◆ **TO-DO LIST**:
1/ Using the post on California mortgages and foreclosures, please answer these:
(a) What was the price of the Pacoima town home that Noemi Estrada financed?
(b) What was Roxie Bajwa's winning bid on the house in Port Hueneme?
(c) How much did Daniel Sadek pay for a state lender license in January 2002?
2/ Tally the lines of the records that contain the word "foliage". Reply with the number only.

◆ **TEXT SEGMENT**:
━━━━━━━━━━━━━━━━
May 20, 2007

A Learning Experience In California

The Daily News reports from California. “Now that some of the dire fears about adjustable-rate mortgages and sub- prime loans are proving true, lenders and nonprofit groups are rushing to come up with ways to slow down the defaults and foreclosures. But there’s also a growing call from mortgage brokers and other market watchers for struggling buyers to take some personal responsibility for their decisions.”

“Noemi Estrada became a homeowner in 2004 after securing an adjustable-rate mortgage to finance a $175,000, one-bedroom town home in Pacoima. The trouble started when Estrada received her first statement and noticed that the $600 payment she was being asked to make would cause her principal to keep on growing.”

“On top of that, her payments began climbing immediately, by $10 to $20 each month. Estrada had unknowingly signed on for a ‘neg am’ loan. Today, her payments are $800, and she already has one notice of default on her record. Estrada claims that the mortgage broker who sold her the loan lied to her about the terms.”

“‘If I knew all this would happen, I would go back and live in my mom’s house,’ said Estrada. ‘Right now, I’m about to lose my house. But if I let the bank take it, it would ruin my life.’”

“‘We’re going to give somebody a crutch all because they couldn’t spend a day in a seminar to find out about the loan products, and now they’re saying, ‘Nobody told me there was education,’ said Richard Pittman, director of a credit counseling nonprofit based in Commerce.”

“‘Come on, get your paycheck out and look at it next to your loan statement. You didn’t realize the $4,000-a-month payment was going to take 92 percent of your paycheck? … There’s a point to tough love, when you say this is a learning experience,’ Pittman said.”

The Ventura County Star. “Roxie Bajwa had an exciting Saturday. The Porterville resident made a trip to the Los Angeles Convention Center for an auction of foreclosed homes. She left with a new home in Port Hueneme.”

“‘I’m excited nervous and excited,’ she said just after placing the winning bid of $465,000 for the three-bedroom, two-bathroom house. ‘My husband wanted to go a little lower, but I didn’t want to let it go,’ she said.”

“Once someone won the highest bid, that person was taken to the area where they would work on financing and escrow documents. If something went wrong at that point if someone couldn’t qualify for the loan or didn’t have the down payment the deal would fall through, and the auction house would bring it back up for bid.”

“Prices often grew cheaper each time a home came up. A Compton home that originally sold for $285,000 later went for $235,000, then $220,000.”

“Frank and Mahi Hariri of Glendale placed a winning bid of $335,000 for a home in Santa Paula originally built before 1900. They found out afterward, however, that the home has several code violations. All homes in the auction are sold ‘as is.’ They backed out of the deal.”

“‘If I buy a property, I want to live in it,’ Mahi Hariri said.”

The Orange County Register. “Daniel Sadek played Orange County’s subprime lending boom like a card shark dealt the ace and jack of spades. Just five years ago he was selling cars. Then, in January 2002, he anted up $250 for a state lender license and started selling home loans through his company, Quick Loan Funding.”
━━━━━━━━━━━━━━━━
◆ **DATA TO USE**:
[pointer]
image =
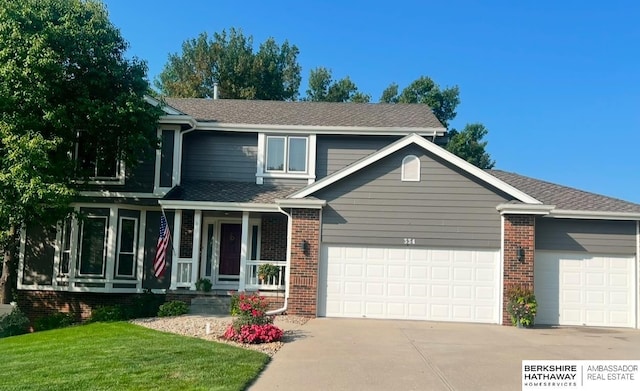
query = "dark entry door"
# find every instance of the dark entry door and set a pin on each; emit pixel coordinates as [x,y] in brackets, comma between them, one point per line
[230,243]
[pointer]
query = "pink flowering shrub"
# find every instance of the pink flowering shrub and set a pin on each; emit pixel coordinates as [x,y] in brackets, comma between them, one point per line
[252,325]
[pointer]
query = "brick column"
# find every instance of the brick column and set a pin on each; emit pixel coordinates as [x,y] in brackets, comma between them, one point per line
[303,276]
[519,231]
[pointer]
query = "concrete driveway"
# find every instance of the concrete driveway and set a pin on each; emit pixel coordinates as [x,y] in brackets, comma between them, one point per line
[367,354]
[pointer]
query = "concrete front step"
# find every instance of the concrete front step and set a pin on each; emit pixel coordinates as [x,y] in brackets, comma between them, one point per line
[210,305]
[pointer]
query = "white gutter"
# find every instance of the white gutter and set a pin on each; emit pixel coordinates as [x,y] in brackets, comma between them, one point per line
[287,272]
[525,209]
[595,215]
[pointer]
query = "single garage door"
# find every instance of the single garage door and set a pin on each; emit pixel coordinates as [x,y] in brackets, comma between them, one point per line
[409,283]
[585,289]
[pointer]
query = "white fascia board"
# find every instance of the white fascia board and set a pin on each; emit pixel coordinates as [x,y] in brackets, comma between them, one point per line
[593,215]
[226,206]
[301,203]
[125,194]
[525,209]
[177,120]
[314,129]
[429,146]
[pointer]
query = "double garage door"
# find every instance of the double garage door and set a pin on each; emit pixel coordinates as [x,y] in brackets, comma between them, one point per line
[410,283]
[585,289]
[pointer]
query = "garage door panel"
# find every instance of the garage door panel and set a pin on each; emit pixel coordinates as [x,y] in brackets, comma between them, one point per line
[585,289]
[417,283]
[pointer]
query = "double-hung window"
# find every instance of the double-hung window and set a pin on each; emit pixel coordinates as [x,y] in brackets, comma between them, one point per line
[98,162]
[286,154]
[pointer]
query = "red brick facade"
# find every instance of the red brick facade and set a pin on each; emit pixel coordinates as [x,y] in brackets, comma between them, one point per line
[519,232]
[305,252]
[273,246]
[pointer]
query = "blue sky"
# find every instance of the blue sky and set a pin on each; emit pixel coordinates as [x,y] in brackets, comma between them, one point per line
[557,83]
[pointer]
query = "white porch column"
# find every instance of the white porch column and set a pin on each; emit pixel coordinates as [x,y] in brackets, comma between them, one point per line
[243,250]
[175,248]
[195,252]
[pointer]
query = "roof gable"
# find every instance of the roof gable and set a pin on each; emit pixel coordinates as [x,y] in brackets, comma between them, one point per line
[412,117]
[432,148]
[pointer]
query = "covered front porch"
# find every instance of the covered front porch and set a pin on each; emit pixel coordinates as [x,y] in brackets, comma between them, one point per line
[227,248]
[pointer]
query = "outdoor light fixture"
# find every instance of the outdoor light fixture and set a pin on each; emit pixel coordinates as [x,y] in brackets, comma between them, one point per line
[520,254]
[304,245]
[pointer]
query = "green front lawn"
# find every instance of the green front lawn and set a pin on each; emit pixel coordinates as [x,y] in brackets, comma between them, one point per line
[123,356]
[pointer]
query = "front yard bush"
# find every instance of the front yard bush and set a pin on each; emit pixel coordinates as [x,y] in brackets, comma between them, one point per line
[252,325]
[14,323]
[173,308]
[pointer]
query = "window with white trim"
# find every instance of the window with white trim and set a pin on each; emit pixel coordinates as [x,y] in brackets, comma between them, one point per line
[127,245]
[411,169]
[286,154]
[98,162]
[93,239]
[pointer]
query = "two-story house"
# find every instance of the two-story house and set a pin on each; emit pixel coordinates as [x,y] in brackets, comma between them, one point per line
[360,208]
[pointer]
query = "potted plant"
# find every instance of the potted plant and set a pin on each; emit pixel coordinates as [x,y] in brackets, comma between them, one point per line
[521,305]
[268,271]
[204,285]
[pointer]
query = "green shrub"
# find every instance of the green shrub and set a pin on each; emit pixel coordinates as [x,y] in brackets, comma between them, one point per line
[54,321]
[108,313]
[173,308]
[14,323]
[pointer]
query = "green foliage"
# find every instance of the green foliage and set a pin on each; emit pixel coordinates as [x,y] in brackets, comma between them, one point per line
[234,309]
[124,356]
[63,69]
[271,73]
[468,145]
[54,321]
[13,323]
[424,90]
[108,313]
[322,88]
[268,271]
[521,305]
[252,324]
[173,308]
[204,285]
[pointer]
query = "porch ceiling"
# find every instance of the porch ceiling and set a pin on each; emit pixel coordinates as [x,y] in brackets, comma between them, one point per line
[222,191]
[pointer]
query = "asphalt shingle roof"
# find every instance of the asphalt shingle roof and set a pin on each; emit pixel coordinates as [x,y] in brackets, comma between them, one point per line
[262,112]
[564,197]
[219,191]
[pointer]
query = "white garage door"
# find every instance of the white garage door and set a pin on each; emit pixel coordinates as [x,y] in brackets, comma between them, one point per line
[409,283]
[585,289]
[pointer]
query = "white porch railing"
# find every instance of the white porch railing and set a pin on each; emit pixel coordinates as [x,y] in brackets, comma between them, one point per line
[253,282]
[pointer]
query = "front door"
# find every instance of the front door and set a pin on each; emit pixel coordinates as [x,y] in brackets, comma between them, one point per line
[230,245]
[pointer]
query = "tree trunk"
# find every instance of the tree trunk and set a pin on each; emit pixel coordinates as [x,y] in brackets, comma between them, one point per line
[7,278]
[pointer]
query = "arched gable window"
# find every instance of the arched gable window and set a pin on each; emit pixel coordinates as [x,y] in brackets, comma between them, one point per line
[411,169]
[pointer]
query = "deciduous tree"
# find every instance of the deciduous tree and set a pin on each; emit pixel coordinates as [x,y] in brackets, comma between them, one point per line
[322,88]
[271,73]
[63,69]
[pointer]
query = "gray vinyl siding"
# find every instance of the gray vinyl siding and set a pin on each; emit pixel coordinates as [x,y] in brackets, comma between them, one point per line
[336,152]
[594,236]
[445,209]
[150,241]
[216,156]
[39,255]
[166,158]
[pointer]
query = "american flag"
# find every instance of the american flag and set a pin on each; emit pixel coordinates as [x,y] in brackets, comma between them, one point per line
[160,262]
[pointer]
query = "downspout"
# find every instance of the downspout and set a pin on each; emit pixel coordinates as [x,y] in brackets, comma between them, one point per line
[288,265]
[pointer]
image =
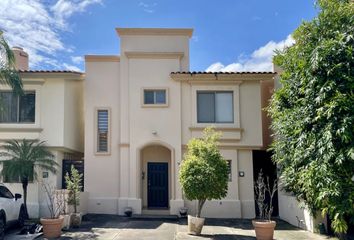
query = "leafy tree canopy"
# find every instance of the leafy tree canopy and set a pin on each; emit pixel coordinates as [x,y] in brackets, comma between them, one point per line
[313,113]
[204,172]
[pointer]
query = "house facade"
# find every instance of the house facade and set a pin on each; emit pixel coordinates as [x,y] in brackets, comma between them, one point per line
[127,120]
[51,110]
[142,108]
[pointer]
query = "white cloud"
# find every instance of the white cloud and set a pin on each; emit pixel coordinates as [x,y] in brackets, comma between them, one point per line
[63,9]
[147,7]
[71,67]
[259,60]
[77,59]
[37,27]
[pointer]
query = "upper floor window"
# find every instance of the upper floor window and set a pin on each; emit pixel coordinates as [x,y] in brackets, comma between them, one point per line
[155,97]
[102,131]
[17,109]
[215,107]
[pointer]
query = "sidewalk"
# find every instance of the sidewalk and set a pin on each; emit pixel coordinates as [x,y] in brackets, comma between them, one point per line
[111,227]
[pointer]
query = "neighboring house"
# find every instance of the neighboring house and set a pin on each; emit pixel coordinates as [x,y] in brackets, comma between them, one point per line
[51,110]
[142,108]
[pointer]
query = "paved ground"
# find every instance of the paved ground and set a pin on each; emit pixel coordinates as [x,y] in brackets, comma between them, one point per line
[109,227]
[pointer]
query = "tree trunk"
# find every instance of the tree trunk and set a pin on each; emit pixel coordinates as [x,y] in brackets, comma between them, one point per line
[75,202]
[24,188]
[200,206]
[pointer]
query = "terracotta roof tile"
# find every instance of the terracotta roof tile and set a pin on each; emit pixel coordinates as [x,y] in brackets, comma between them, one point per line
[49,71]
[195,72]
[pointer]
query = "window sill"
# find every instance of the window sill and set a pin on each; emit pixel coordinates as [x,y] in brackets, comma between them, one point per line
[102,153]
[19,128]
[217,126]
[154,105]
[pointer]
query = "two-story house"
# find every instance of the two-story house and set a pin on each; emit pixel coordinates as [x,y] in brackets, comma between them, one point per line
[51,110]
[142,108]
━━━━━━━━━━━━━━━━
◆ **IN RESPONSE**:
1/
(a) $175,000
(b) $465,000
(c) $250

2/ 2